Tempo.Co, Jakarta - Wakil Menteri Keuangan Suahasil Nazara mengatakan dampak virus corona atau COVID-19 di Cina telah menurun. Namun virus itu justru baru muncul di negara lain.
"Italia, Korea, dan beberapa negara precaution, di Indonesia juga ada. Jadi ini belum berhenti dan masih belum berlanjut dan kuat kami pantau," kata Suahasil di Gedung Djuanda, Jakarta, Selasa, 3 Maret 2020.
Menurut dia, Kemenkeu memantau virus Corona sejak akhir Januari. Sedangkan sejak Februari, perhatian terhadap dampak itu dilakukan secara serius. "Terutama dampaknya pada perekonomian dan perhatiakan dampak ekonomi," ujar dia.
Saat pemantauan, kata dia, juga dilakukan penilaian dari berbagai lembaga seperti Bank Indonesia, Otoritas Jasa Keuangan, Lembaga Penjamin Simpanan. Dia juga melihat penilaian yang dikeluarkan berbagai pihak atau lembaga dunia seperti dari OECD. Di mana terdapat kesimpulan bahwa pertumbuhan ekonomi global turun.
Penurunan itu, kata dia, akan berdampak ke Indonesia sebab ekspor dan impor akan terganggu. "Impor kita banyak impor bahan baku. Kalau Cina stop produksi, kita juga akan kena," ujar Suahasil.
Selain itu, wisatawan Cina yang sebanyak 2 juta orang juga sudah berhenti. Karena itu, kata dia, masing-masing pihak yang memantau mengeluarkan kebijakan sesuai mandat. Dia berharap kebijakan yang dikeluarkan lembaga-lembaga atau Kementerian bisa saling melengkapi untuk mengantisipasi dampak itu.

● **DATA TERSEDIA**:
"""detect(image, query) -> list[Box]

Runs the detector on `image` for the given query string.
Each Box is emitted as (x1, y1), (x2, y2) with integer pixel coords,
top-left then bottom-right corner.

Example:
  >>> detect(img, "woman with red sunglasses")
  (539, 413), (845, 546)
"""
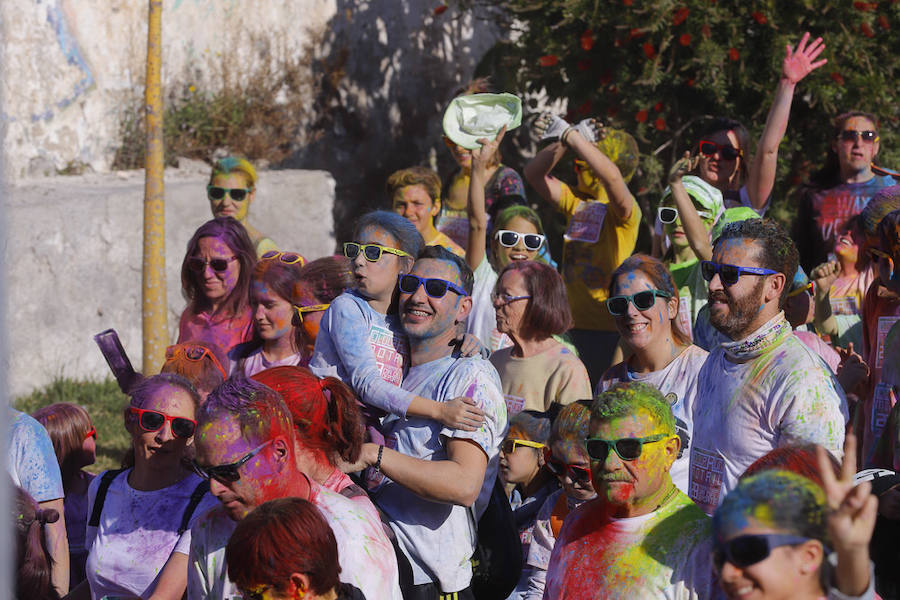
(178, 217), (256, 352)
(521, 399), (597, 600)
(69, 373), (218, 600)
(31, 402), (97, 588)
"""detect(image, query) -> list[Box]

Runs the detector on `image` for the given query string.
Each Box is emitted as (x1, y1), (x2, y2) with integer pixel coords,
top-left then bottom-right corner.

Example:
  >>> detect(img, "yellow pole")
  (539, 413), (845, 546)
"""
(141, 0), (169, 375)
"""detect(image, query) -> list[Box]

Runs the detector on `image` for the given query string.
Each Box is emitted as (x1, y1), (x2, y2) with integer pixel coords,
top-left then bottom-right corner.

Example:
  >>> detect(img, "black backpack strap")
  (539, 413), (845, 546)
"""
(88, 469), (125, 527)
(178, 479), (209, 535)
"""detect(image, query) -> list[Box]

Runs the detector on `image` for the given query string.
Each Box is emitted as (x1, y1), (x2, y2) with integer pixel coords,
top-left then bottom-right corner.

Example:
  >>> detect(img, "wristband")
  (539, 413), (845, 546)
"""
(375, 445), (384, 473)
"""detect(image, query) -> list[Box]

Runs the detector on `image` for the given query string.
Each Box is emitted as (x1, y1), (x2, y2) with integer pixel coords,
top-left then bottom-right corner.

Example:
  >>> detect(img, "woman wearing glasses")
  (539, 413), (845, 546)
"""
(490, 260), (591, 416)
(178, 217), (256, 352)
(206, 156), (278, 257)
(712, 436), (878, 600)
(229, 250), (309, 377)
(309, 211), (483, 434)
(516, 399), (597, 600)
(597, 254), (708, 493)
(466, 129), (546, 351)
(70, 374), (218, 600)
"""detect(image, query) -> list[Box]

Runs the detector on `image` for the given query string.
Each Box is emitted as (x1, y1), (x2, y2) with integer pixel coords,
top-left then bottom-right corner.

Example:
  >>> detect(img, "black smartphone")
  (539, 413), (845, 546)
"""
(94, 329), (142, 394)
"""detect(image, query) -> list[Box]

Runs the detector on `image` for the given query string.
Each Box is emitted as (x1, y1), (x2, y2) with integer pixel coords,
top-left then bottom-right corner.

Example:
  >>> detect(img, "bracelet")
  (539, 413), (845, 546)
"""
(375, 445), (384, 473)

● **TUGAS**:
Lanjutkan berita tentang dampak virus corona terhadap perekonomian Indonesia, dimulai sesudah kalimat terakhirnya.

● **JAWABAN**:
Sebelumnya, Gubernur Bank Indonesia Perry Warjiyo mengatakan untuk memperkuat koordinasi dan berbagai langkah kebijakan yang telah diambil sebelumnya, BI mengambil beberapa langkah kebijakan lanjutan untuk menjaga stabilitas moneter dan pasar keuangan, termasuk memitigasi risiko merebaknya virus corona atau COVID-19. Langkah penguatan tersebut meliputi lima kebijakan.
Pertama adalah meningkatkan intensitas triple intervention agar nilai tukar Rupiah bergerak sesuai dengan fundamentalnya dan mengikuti mekanisme pasar. Untuk itu, Bank Indonesia akan mengoptimalkan strategi intervensi di pasar DNDF, pasar spot, dan pasar SBN guna meminimalkan risiko peningkatan volatilitas nilai tukar rupiah.
Kebijakan kedua, menurunkan rasio Giro Wajib Minimum (GWM) Valuta Asing Bank Umum Konvensional, dari semula 8 persen menjadi 4 persen, berlaku mulai 16 Maret 2020. Penurunan rasio GWM Valas tersebut akan meningkatkan likuiditas valas di perbankan sekitar US$ 3,2 miliar dan sekaligus mengurangi tekanan di pasar valas.
Ketiga, menurunkan GWM Rupiah sebesar 50 basis poin yang ditujukan kepada bank-bank yang melakukan kegiatan pembiayaan ekspor-impor, yang dalam pelaksanaannya akan berkoordinasi dengan Pemerintah. Kebijakan ini diharapkan dapat mempermudah kegiatan ekspor-impor melalui biaya yang lebih murah. Kebijakan akan diimplementasikan mulai 1 April 2020 untuk berlaku selama 9 bulan dan sesudahnya dapat dievaluasi kembali.
Keempat, memperluas jenis underlying transaksi bagi investor asing sehingga dapat memberikan alternatif dalam rangka lindung nilai atas kepemilikan rupiah. Kelima, menegaskan kembali bahwa investor global dapat menggunakan bank kustodi global dan domestik dalam melakukan kegiatan investasi di Indonesia.